> **Instructions to follow**
Could you copy exactly the lines below from the one with "One point per instance of the skyscraper, the" to the one with "pixel 100 100", inclusive, leaving out any pictures?
(The input begins)
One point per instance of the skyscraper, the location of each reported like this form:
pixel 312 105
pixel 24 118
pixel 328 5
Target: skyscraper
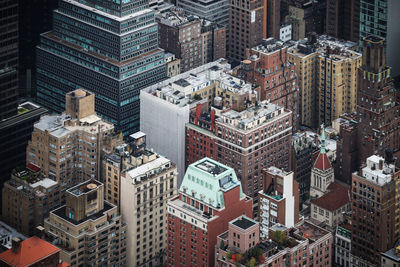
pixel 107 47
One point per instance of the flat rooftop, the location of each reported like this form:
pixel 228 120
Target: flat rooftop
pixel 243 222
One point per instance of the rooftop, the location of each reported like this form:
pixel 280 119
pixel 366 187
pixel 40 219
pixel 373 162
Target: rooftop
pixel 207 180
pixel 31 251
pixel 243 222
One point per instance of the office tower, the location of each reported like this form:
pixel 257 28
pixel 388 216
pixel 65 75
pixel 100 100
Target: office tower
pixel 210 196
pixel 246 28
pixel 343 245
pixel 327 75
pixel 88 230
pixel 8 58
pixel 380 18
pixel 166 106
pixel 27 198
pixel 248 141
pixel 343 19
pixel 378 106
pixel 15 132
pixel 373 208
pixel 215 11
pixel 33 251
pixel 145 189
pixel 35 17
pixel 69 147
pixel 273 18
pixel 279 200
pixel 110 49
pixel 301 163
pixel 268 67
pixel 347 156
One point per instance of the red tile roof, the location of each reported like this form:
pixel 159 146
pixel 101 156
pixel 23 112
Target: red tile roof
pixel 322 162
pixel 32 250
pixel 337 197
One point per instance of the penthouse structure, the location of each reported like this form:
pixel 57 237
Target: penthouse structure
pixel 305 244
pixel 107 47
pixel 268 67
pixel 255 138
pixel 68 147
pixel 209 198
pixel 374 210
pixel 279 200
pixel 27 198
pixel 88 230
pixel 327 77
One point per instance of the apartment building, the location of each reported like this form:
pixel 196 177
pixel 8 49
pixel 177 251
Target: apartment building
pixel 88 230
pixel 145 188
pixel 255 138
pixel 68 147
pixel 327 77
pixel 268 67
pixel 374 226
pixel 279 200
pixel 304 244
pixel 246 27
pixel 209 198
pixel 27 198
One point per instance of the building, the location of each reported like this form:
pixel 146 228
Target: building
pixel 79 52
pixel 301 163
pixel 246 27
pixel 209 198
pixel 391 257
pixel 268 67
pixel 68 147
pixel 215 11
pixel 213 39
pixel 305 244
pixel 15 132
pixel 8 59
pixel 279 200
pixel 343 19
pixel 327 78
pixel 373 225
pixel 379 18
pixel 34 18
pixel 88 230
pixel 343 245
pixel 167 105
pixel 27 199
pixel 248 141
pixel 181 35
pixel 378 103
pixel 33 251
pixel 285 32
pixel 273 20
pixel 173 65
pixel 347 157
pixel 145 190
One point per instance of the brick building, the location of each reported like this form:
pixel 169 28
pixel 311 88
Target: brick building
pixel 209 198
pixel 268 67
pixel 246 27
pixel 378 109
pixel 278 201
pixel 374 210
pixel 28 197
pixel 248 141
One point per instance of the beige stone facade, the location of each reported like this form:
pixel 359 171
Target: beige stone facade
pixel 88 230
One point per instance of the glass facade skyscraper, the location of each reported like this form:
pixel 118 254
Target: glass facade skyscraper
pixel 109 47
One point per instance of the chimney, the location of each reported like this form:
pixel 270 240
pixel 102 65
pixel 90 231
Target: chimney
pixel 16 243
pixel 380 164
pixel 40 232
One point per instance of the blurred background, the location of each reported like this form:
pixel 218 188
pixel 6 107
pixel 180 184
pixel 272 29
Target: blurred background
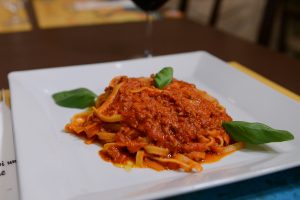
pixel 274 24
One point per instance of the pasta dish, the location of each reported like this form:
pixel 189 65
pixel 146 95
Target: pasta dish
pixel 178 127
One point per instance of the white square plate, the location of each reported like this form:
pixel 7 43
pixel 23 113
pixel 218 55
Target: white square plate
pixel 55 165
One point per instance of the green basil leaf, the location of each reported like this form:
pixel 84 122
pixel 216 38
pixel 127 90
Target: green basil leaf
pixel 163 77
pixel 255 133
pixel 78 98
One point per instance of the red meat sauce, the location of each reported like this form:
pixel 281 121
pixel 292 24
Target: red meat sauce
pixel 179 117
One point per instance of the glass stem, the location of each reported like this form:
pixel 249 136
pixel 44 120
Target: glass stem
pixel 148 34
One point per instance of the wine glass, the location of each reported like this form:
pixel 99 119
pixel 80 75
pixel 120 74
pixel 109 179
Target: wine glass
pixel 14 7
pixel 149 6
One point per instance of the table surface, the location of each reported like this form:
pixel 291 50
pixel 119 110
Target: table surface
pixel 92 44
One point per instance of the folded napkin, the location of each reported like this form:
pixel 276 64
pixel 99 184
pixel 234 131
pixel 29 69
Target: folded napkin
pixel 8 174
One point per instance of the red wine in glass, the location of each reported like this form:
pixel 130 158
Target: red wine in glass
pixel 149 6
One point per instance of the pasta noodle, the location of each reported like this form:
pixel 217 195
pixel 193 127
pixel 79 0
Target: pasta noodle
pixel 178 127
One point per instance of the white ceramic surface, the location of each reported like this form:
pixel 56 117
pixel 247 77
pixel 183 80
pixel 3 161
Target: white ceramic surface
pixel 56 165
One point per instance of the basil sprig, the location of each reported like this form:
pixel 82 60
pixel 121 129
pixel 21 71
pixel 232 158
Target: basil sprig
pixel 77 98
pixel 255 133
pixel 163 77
(The input ends)
(The input begins)
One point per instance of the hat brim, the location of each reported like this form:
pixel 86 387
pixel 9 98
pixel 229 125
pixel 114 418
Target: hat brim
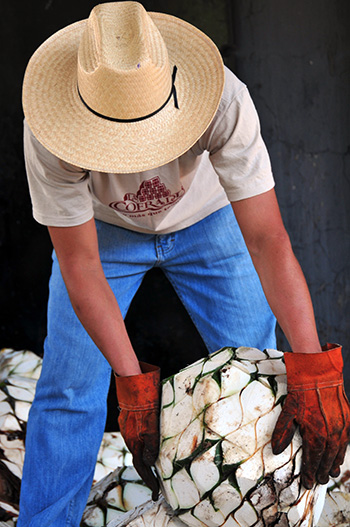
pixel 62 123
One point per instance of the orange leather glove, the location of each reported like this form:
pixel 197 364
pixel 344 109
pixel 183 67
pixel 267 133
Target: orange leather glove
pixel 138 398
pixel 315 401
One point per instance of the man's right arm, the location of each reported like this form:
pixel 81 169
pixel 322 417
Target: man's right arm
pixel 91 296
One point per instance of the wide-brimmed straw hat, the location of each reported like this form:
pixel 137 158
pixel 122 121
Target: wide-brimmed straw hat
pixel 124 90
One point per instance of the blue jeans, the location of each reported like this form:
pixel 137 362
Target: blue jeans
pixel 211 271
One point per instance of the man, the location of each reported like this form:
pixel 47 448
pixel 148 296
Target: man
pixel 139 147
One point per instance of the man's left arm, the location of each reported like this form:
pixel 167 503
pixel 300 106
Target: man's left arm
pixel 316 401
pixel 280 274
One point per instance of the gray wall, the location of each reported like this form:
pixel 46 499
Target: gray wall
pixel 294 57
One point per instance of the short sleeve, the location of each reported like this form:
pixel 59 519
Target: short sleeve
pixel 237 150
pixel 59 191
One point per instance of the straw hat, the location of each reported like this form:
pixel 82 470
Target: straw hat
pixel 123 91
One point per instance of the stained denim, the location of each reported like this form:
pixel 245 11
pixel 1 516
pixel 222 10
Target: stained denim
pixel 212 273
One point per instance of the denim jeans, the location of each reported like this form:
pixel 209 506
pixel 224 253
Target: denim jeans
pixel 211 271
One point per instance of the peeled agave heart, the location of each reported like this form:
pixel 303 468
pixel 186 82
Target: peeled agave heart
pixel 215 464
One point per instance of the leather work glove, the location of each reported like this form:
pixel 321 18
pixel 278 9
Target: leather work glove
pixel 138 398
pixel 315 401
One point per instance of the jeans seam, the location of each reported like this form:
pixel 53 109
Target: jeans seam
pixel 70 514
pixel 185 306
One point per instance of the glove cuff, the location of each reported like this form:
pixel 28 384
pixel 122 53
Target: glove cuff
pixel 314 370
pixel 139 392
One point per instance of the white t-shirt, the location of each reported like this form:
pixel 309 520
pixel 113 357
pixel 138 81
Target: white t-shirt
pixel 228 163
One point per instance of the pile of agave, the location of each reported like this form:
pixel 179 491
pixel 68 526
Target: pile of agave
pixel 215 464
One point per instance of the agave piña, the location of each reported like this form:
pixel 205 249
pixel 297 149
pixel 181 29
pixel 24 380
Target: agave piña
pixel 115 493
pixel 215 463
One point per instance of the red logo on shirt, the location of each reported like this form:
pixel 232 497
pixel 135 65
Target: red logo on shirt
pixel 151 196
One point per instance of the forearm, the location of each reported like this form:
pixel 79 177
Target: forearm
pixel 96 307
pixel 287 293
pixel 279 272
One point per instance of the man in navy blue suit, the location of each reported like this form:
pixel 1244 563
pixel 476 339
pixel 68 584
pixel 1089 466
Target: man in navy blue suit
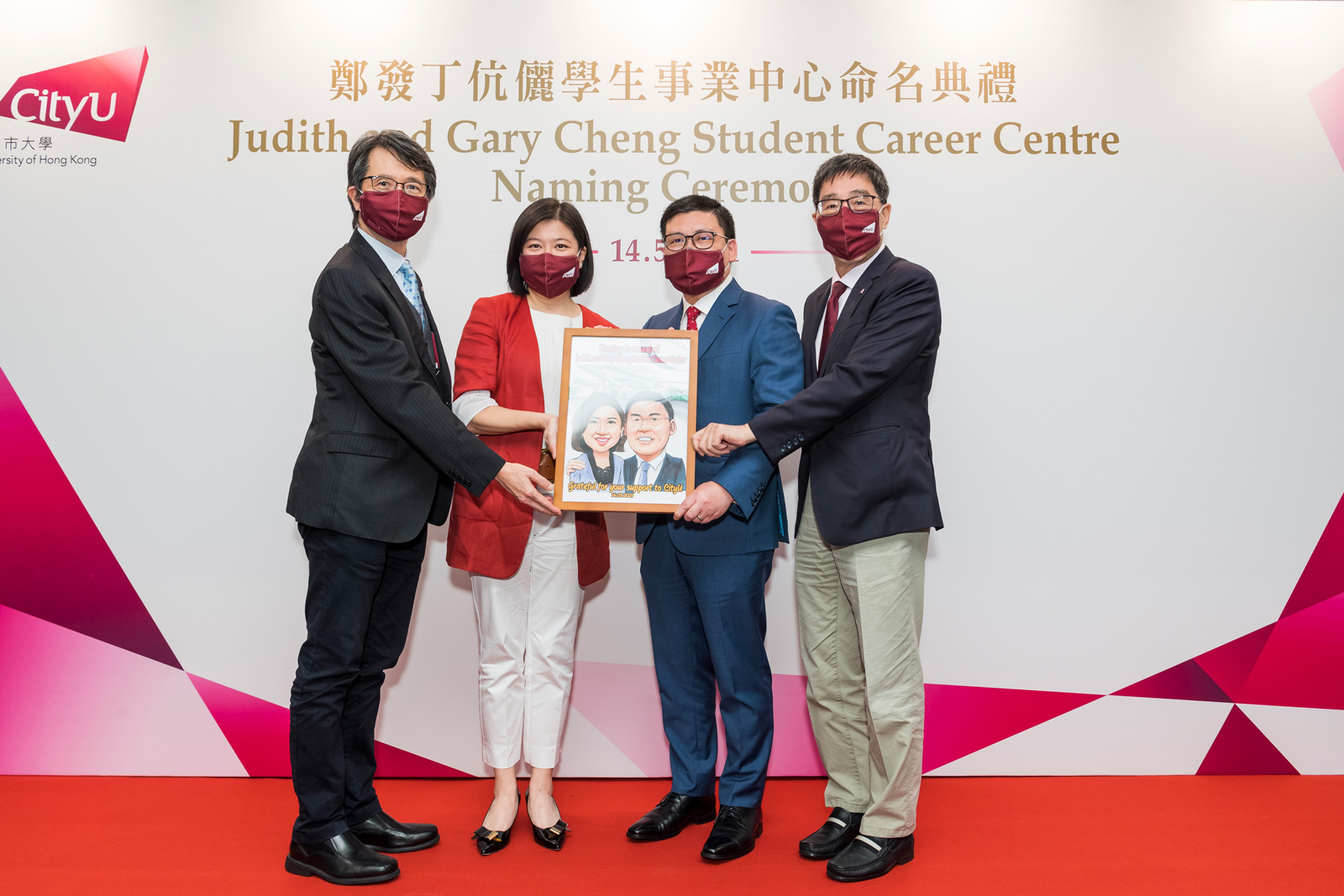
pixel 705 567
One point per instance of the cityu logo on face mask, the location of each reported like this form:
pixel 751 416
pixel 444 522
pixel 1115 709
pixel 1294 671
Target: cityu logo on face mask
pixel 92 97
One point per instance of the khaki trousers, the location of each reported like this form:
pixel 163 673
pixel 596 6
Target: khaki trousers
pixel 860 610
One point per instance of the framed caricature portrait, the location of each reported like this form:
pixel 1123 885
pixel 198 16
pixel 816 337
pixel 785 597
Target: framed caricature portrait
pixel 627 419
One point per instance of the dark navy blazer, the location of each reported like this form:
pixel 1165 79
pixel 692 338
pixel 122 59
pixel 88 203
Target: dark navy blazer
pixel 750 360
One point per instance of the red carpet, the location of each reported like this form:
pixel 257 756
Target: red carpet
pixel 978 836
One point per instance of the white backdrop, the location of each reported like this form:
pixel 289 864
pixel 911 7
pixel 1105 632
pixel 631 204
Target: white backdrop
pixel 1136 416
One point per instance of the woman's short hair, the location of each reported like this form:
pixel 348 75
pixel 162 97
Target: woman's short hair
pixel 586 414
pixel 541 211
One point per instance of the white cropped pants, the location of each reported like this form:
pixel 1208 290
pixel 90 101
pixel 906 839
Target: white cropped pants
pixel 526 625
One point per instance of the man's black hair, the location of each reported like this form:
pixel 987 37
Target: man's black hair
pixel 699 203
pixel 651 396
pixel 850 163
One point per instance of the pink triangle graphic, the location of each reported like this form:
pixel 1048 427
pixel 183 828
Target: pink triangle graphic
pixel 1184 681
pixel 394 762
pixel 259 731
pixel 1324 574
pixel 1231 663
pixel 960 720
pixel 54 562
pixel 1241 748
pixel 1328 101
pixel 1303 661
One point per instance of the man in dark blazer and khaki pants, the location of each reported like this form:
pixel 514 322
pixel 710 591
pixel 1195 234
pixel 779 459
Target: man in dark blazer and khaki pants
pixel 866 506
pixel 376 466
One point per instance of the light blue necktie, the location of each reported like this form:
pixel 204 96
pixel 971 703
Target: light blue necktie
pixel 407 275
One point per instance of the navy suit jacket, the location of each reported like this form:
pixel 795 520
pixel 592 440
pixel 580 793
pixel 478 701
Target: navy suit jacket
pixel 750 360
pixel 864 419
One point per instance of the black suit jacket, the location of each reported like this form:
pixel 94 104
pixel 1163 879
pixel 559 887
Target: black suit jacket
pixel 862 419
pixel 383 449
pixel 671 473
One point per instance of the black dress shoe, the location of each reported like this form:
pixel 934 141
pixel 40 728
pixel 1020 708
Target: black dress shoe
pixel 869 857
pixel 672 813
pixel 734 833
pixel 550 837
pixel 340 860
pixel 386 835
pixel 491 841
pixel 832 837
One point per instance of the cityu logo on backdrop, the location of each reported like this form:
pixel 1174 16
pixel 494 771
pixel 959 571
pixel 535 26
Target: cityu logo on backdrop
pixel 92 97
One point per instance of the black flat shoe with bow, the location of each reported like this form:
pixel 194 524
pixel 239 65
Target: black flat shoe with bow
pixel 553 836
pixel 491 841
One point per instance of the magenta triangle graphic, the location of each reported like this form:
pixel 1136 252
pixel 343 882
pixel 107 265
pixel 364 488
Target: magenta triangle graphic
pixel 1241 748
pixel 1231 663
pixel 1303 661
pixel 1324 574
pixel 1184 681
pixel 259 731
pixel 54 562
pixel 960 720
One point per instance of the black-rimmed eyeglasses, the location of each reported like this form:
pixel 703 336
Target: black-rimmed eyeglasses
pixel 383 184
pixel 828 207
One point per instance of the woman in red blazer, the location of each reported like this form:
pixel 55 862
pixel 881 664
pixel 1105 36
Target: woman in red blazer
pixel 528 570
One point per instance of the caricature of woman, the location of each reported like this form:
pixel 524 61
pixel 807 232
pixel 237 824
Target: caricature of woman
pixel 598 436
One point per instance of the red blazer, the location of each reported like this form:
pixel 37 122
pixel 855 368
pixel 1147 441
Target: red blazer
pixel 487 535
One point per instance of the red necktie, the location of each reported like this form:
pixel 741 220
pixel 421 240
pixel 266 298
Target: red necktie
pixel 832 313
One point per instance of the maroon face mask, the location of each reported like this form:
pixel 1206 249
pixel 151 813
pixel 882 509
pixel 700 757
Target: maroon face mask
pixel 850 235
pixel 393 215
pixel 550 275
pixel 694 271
(The input ends)
(The input begins)
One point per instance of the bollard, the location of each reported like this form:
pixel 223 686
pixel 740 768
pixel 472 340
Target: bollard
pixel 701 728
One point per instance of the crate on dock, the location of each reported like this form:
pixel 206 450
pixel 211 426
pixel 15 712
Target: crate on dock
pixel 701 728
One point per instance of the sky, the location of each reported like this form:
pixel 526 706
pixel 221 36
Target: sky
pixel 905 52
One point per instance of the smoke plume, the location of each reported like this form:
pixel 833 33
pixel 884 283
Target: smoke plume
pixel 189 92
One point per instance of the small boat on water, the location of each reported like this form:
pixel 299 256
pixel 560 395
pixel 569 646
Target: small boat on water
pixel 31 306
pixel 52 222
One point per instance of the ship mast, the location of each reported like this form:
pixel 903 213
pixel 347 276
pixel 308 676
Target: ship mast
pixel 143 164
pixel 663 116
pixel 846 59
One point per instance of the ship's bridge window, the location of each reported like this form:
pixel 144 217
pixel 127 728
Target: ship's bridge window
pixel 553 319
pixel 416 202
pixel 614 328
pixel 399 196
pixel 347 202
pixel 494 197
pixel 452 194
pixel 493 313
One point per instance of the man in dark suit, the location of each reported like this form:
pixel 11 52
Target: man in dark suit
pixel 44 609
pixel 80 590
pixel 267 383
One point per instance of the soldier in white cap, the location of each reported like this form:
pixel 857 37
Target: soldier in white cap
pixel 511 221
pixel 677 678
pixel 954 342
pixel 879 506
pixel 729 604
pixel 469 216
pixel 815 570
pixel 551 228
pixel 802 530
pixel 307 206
(The input ends)
> **Completed task**
One point per instance of the skyscraper, the location of each reported like this form:
pixel 312 105
pixel 24 118
pixel 328 5
Target: skyscraper
pixel 107 47
One point per instance of the flat rooftop, the location of each reported like this form:
pixel 228 120
Target: flat rooftop
pixel 243 222
One point per instance of the rooftop, the location of each reported like this form:
pixel 280 119
pixel 366 187
pixel 40 219
pixel 373 162
Target: rooftop
pixel 207 180
pixel 31 251
pixel 243 222
One point per instance of the office tower, the location of each reported like this form:
pixel 257 28
pixel 388 216
pixel 65 75
pixel 100 100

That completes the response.